(Dataset excerpt)

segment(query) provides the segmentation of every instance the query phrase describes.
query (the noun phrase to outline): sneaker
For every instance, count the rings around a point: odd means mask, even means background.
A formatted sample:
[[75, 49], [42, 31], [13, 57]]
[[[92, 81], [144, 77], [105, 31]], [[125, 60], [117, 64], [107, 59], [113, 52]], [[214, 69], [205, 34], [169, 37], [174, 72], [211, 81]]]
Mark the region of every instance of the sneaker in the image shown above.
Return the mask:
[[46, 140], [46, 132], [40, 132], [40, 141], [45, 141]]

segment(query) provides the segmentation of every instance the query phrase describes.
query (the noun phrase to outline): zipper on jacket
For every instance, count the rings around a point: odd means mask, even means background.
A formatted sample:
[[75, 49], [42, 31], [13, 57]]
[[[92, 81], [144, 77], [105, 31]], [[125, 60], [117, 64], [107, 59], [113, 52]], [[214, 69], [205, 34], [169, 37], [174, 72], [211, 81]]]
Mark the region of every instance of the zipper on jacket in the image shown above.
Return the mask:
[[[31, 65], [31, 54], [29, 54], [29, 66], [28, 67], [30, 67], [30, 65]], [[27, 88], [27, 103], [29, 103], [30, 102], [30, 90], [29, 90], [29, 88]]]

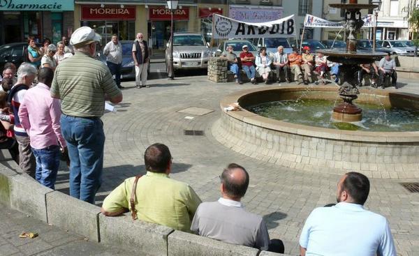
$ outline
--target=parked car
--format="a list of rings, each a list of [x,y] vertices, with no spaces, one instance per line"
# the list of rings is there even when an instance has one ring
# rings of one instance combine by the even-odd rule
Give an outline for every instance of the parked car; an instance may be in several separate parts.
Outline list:
[[[243,45],[247,45],[249,52],[251,52],[255,57],[259,54],[256,47],[247,40],[231,39],[226,40],[219,45],[215,52],[215,56],[221,56],[223,52],[227,51],[227,47],[230,45],[233,46],[233,51],[237,57],[239,57],[240,52],[243,51]]]
[[[170,45],[166,45],[166,68],[169,63]],[[211,57],[209,44],[200,33],[177,32],[173,34],[173,68],[206,69]]]
[[[378,41],[377,41],[378,42]],[[365,51],[372,51],[372,42],[368,39],[358,40],[356,43],[356,49]],[[390,52],[390,50],[383,48],[377,43],[376,43],[376,52]]]
[[[41,47],[41,44],[36,45]],[[23,52],[27,46],[27,43],[13,43],[0,46],[0,72],[6,62],[12,62],[19,67],[24,62]]]
[[[346,43],[344,41],[339,40],[323,40],[321,42],[328,49],[335,49],[335,48],[346,49]]]
[[[293,52],[293,48],[290,42],[286,38],[256,38],[256,45],[258,45],[258,48],[260,48],[263,46],[266,47],[266,50],[270,52],[277,52],[278,51],[278,47],[281,45],[284,47],[284,52],[286,54],[290,54]],[[255,40],[253,40],[253,43]]]
[[[300,40],[297,41],[295,41],[295,40],[293,40],[293,41],[291,41],[291,45],[296,45],[297,47],[299,47],[300,42]],[[304,46],[309,47],[311,52],[313,53],[316,53],[318,50],[323,50],[326,48],[326,47],[323,43],[321,43],[321,41],[314,39],[303,40],[302,47],[304,47]]]
[[[131,40],[120,40],[122,45],[122,63],[121,64],[121,79],[135,79],[135,65],[133,59],[133,43]],[[98,53],[101,61],[106,64],[106,56],[103,55],[103,47]],[[150,65],[148,66],[147,72],[150,73]]]
[[[405,42],[396,40],[378,40],[377,44],[389,50],[392,54],[414,56],[415,47],[409,46]]]

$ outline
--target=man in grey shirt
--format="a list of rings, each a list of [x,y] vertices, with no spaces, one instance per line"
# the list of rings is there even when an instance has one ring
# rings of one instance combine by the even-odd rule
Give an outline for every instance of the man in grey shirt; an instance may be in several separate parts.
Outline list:
[[[222,197],[203,202],[196,210],[191,230],[203,236],[226,243],[284,253],[279,239],[270,240],[262,217],[249,213],[240,202],[249,186],[249,174],[244,167],[231,163],[221,179]]]
[[[385,79],[386,75],[390,75],[391,77],[391,84],[393,86],[395,86],[395,89],[398,89],[397,73],[396,73],[396,62],[394,59],[391,59],[391,54],[390,52],[388,53],[384,58],[381,59],[378,68],[380,68],[380,82],[381,83],[381,87],[383,89],[385,88],[384,80]]]

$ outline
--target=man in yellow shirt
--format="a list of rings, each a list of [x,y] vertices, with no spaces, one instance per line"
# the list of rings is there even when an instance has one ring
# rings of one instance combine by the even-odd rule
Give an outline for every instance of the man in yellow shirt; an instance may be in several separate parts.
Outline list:
[[[147,174],[138,179],[135,202],[140,220],[190,232],[191,223],[201,200],[188,184],[169,178],[172,155],[156,143],[144,153]],[[109,194],[101,211],[116,216],[131,211],[130,198],[135,177],[126,179]]]

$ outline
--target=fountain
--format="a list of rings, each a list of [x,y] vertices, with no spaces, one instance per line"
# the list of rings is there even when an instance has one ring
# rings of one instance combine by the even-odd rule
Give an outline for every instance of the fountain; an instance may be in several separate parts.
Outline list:
[[[322,51],[330,61],[342,63],[344,83],[340,88],[316,86],[307,91],[307,86],[297,85],[236,91],[221,100],[221,119],[212,126],[212,135],[240,153],[302,172],[340,175],[358,171],[374,178],[419,177],[419,96],[357,88],[358,65],[383,54],[356,50],[356,34],[362,22],[360,10],[376,6],[351,1],[331,6],[346,10],[347,48]],[[341,99],[344,102],[335,106]],[[363,111],[353,103],[355,99]],[[225,110],[235,103],[241,110]],[[305,108],[297,110],[297,103]],[[272,112],[289,112],[275,118],[256,110],[275,104],[281,108]],[[381,122],[383,117],[389,120]],[[355,126],[351,122],[360,120],[360,126],[352,129]]]
[[[328,59],[341,63],[339,71],[342,74],[344,83],[339,90],[339,95],[344,102],[333,108],[332,118],[341,122],[360,121],[362,119],[362,110],[352,103],[358,98],[359,90],[356,87],[358,80],[356,73],[359,64],[370,63],[383,54],[376,52],[357,52],[357,34],[364,24],[360,10],[374,9],[377,6],[374,4],[358,4],[357,0],[350,0],[349,3],[332,3],[330,7],[344,9],[345,31],[346,33],[346,51],[319,50],[328,56]]]

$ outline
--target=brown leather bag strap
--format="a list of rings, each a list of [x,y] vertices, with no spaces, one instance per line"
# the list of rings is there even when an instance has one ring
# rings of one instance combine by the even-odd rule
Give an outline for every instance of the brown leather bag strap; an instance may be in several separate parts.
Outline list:
[[[138,179],[141,178],[141,175],[135,176],[134,183],[133,184],[133,190],[131,191],[131,198],[129,199],[129,203],[131,206],[131,216],[133,220],[137,219],[137,210],[135,210],[135,190],[137,190],[137,183],[138,183]]]

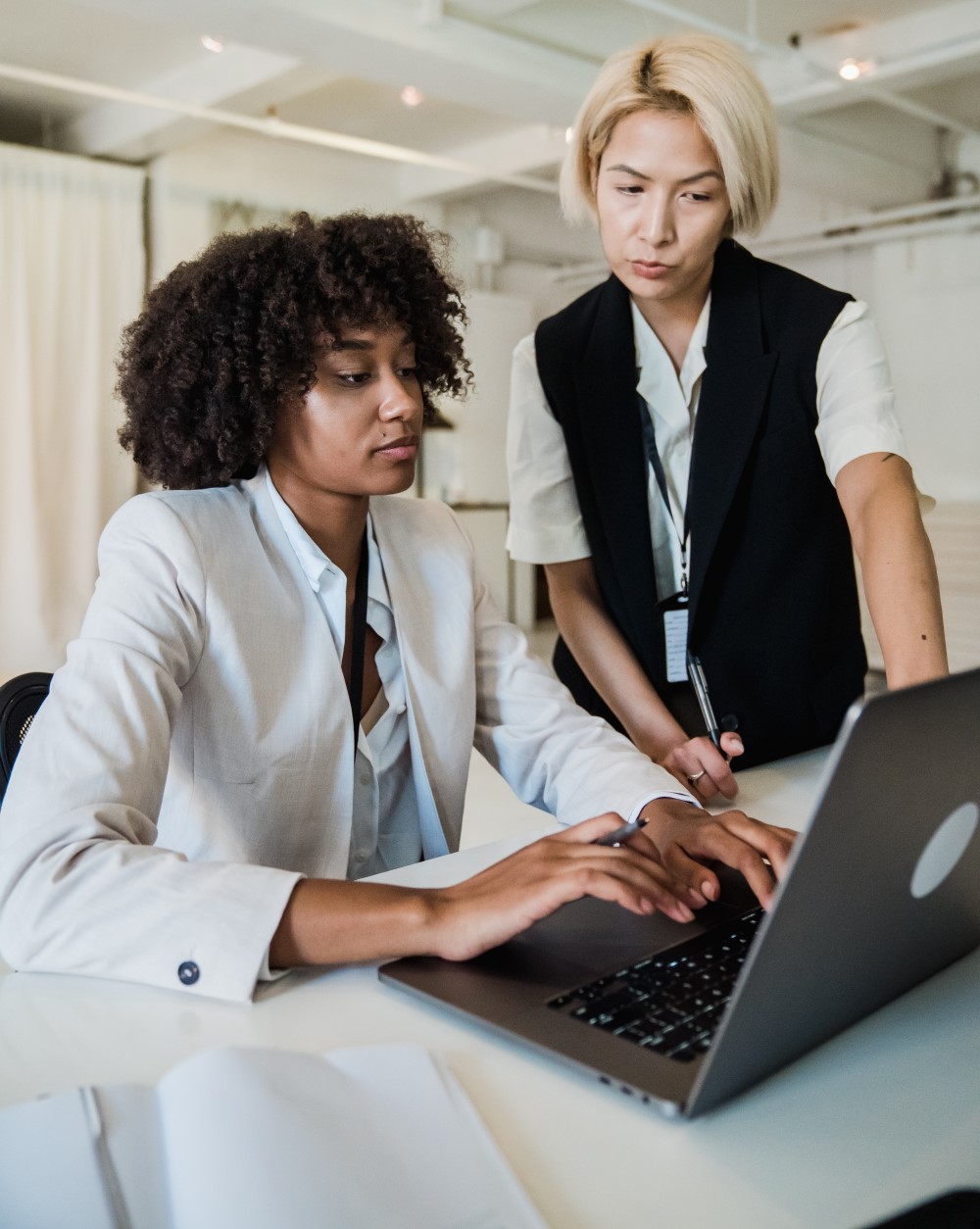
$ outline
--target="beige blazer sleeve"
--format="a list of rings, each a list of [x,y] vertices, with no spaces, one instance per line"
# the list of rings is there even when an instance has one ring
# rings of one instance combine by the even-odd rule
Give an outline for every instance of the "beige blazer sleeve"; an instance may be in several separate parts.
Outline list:
[[[102,537],[81,635],[0,812],[0,951],[15,968],[251,995],[299,875],[191,862],[156,843],[183,692],[208,639],[208,596],[171,505],[125,505]]]

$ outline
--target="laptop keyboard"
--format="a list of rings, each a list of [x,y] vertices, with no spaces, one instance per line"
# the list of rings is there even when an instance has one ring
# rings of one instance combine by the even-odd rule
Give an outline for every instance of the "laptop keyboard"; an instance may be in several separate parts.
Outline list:
[[[711,1045],[762,916],[761,908],[753,909],[568,991],[548,1007],[658,1054],[692,1062]]]

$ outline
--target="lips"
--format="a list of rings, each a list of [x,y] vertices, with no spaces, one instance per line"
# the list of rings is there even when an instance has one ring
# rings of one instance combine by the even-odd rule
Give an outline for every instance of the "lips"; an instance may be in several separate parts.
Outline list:
[[[657,261],[631,261],[630,268],[639,278],[662,278],[671,272],[671,265]]]
[[[402,435],[397,440],[390,440],[380,449],[375,449],[380,456],[391,457],[395,461],[407,461],[418,452],[418,436]]]

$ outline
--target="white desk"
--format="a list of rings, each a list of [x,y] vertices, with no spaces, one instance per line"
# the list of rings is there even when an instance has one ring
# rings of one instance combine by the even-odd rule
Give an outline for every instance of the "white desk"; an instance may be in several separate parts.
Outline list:
[[[821,762],[814,753],[740,774],[740,805],[800,826]],[[389,878],[451,882],[519,843],[510,836]],[[856,890],[873,891],[872,853]],[[296,973],[251,1005],[7,975],[0,1104],[154,1082],[216,1045],[417,1041],[449,1059],[556,1229],[855,1229],[935,1191],[980,1185],[979,1021],[974,952],[721,1111],[674,1123],[381,986],[374,968]]]

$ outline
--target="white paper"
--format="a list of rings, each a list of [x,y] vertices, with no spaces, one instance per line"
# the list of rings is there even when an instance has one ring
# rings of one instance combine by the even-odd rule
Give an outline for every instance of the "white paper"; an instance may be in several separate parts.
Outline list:
[[[113,1229],[77,1089],[0,1112],[0,1225]]]
[[[207,1051],[100,1090],[134,1229],[543,1229],[421,1046]],[[77,1091],[0,1111],[0,1225],[113,1229]]]

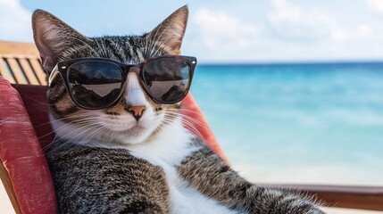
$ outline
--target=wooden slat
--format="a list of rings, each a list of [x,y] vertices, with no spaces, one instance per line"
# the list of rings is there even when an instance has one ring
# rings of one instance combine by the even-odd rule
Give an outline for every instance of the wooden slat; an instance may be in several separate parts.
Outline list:
[[[36,73],[36,76],[37,76],[38,81],[42,86],[48,85],[46,82],[46,74],[44,71],[43,68],[41,67],[40,61],[38,59],[30,59],[29,60],[30,65],[32,66],[33,70]]]
[[[383,186],[265,185],[315,195],[329,207],[383,211]]]
[[[5,61],[4,58],[0,58],[0,75],[2,75],[4,78],[8,79],[11,83],[16,83],[16,80],[10,75],[8,72],[8,69],[5,65]]]
[[[11,72],[13,74],[16,82],[19,84],[28,84],[27,78],[25,78],[21,69],[19,66],[16,59],[6,59]]]
[[[14,193],[13,185],[8,176],[8,170],[3,165],[3,161],[0,160],[0,179],[3,182],[4,187],[5,188],[6,193],[8,194],[9,200],[11,201],[12,206],[17,214],[21,214],[21,209],[20,208],[19,202],[17,202],[16,194]]]
[[[37,78],[35,75],[35,72],[33,71],[32,68],[29,65],[29,62],[26,59],[20,59],[19,60],[20,65],[22,68],[22,70],[24,71],[25,76],[27,77],[28,81],[29,84],[32,85],[40,85]]]

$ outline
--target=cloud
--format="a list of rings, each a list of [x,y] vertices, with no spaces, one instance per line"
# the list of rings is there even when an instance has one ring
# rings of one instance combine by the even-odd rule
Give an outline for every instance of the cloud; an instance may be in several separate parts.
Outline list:
[[[383,1],[368,0],[367,5],[379,13],[383,13]]]
[[[248,48],[257,43],[258,29],[236,16],[201,8],[192,17],[200,42],[208,50]]]
[[[300,42],[346,38],[336,19],[319,9],[303,8],[287,0],[274,0],[272,4],[268,21],[277,35]]]
[[[32,41],[31,13],[19,0],[0,0],[0,39]]]
[[[372,36],[372,28],[370,25],[359,25],[356,29],[358,36],[362,37],[369,37]]]

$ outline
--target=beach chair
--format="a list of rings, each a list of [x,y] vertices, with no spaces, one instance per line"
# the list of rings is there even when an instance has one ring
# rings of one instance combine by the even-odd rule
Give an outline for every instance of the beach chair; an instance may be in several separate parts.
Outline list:
[[[43,148],[53,140],[47,90],[33,44],[0,42],[0,177],[16,213],[56,213],[57,204]],[[200,109],[189,95],[185,114],[212,149],[225,159]],[[225,159],[226,160],[226,159]],[[287,185],[312,194],[329,206],[383,210],[383,187]],[[1,209],[1,208],[0,208]],[[1,212],[1,210],[0,210]]]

REQUIRED WORK: Identify every line in the rows above that contains the word "leather", and copy each one. Case counts.

SOLUTION TO THIS PROBLEM:
--target=brown leather bag strap
Give an outline for every instance of the brown leather bag strap; an instance may be in several separate parts.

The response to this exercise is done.